**Given passage:**
:::::

# power filter to sponge filter



## kfletch99 (Oct 28, 2011)

would i be able to convert my hang on back filter to a sponge filter by putting sponge material in the slots for the stock filters


----------



## zof (Apr 23, 2010)

Welcome to TFK, lets start by first point out you are confusing they type of filters for the type of filter material, yes you can use other material in your filter, if you can get it to fit tight and get good water flow through it.

Now lets talk about types of filters, the best way to describe what makes types of filters different is in the way that they move water and where they move it, HOB (Hang on back) or otherwise know as power filters move water with an impeller to a chamber on the back of the tank where by gravity it falls through the filter material and back into the tank. Sponge filters on the other hand are very simple devices that simply use air being pump in a tube to pull the water through the sponge material.


----------



## kfletch99 (Oct 28, 2011)

so wouldn't putting the sponge in the slot be the same as stock and wouldn't the gravity be enough to pull the water water through the sponge and would it be a good idea to do that


----------



## zof (Apr 23, 2010)

Yup, I would like to point out through since you have a HOB filter, a good alternative to the costly cartridges is blue and white filter material, most fish stores sell it. Cost about $3-$6 and will have enough in there to cut at least about 10 replacements. Of course unless the stuff starts falling apart or water can no longer flow through it well enough just rinse the filter material out in some old tank water when you do your water changes.

Also be careful about sponges and make sure they don't have any additives in them if you are going to use household sponges.


----------



## AbbeysDad (Mar 28, 2011)

I have one AquaClear that is full of sponge material, so although it's a HOB power filter, it is really a power sponge filter ;-)

Some time ago, I cut a sponge to fit in front of the standard cartridge in an aquatech filter. I just rinsed out the cartridge periodically which caught all the crud and rarely touched the sponge material (which served as the bio-filter infrastructure.)

So the answer to your question is yes, at least for many cartridge type HOB filters, you can replace a cartridge with sponge material and in some ways will have a better filter.


----------

:::::

**Rows:**
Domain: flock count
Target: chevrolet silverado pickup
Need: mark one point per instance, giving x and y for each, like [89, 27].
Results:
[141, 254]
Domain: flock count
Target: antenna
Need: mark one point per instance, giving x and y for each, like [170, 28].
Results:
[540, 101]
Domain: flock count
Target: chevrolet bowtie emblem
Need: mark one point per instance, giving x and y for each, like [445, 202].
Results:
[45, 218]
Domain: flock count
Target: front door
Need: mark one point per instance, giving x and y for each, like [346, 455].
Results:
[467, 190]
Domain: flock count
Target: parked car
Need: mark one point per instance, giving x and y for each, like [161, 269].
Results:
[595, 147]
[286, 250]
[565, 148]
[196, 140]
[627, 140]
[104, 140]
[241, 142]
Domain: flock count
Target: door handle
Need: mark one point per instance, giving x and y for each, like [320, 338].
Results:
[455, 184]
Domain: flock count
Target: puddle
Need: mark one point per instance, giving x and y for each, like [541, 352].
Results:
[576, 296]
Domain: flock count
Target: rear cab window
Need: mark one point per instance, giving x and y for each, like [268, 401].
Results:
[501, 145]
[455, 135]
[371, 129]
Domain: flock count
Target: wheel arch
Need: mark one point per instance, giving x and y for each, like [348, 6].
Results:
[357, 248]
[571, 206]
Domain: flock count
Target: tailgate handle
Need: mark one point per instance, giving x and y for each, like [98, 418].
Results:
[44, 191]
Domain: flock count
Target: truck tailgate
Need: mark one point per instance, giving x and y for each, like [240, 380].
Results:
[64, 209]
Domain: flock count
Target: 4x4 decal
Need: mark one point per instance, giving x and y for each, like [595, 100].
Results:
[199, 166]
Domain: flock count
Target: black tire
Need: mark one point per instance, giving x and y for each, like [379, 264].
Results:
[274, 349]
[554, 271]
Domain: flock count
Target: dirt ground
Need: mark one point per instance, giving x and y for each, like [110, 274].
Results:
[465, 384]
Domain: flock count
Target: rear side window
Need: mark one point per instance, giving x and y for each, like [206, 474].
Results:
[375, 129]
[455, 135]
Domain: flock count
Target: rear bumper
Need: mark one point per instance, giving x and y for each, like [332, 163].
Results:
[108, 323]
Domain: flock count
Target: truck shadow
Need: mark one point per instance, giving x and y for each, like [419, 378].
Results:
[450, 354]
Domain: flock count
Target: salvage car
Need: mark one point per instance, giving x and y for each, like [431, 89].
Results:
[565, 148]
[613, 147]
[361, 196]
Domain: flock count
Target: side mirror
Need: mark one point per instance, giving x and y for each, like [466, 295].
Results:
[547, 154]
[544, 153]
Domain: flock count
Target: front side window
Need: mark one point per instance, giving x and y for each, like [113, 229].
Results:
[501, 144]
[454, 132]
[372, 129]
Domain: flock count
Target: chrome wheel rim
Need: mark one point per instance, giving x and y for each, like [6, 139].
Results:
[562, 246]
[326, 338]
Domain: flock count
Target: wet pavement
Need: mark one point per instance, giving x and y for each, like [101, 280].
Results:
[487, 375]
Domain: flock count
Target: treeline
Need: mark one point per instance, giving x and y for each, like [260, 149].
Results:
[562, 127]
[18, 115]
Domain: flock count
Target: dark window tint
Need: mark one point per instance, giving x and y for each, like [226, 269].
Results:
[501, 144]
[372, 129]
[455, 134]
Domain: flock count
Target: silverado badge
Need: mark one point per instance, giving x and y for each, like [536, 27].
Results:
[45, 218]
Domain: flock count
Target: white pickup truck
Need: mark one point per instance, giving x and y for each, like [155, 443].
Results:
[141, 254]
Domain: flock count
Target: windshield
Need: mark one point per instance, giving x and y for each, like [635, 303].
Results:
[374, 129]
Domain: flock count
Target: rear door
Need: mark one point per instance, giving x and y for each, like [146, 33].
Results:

:::::

**Exercise set:**
1. From the forum thread on hang-on-back filters, reproduce verbatim the portion between "I have one AquaClear" and "the bio-filter infrastructure.)", inclusive.
2. In the forum thread on hang-on-back filters, what price is given for blue and white filter material?

**Task-by-task outputs:**
1.
I have one AquaClear that is full of sponge material, so although it's a HOB power filter, it is really a power sponge filter ;-)

Some time ago, I cut a sponge to fit in front of the standard cartridge in an aquatech filter. I just rinsed out the cartridge periodically which caught all the crud and rarely touched the sponge material (which served as the bio-filter infrastructure.)

2. About $3 to $6.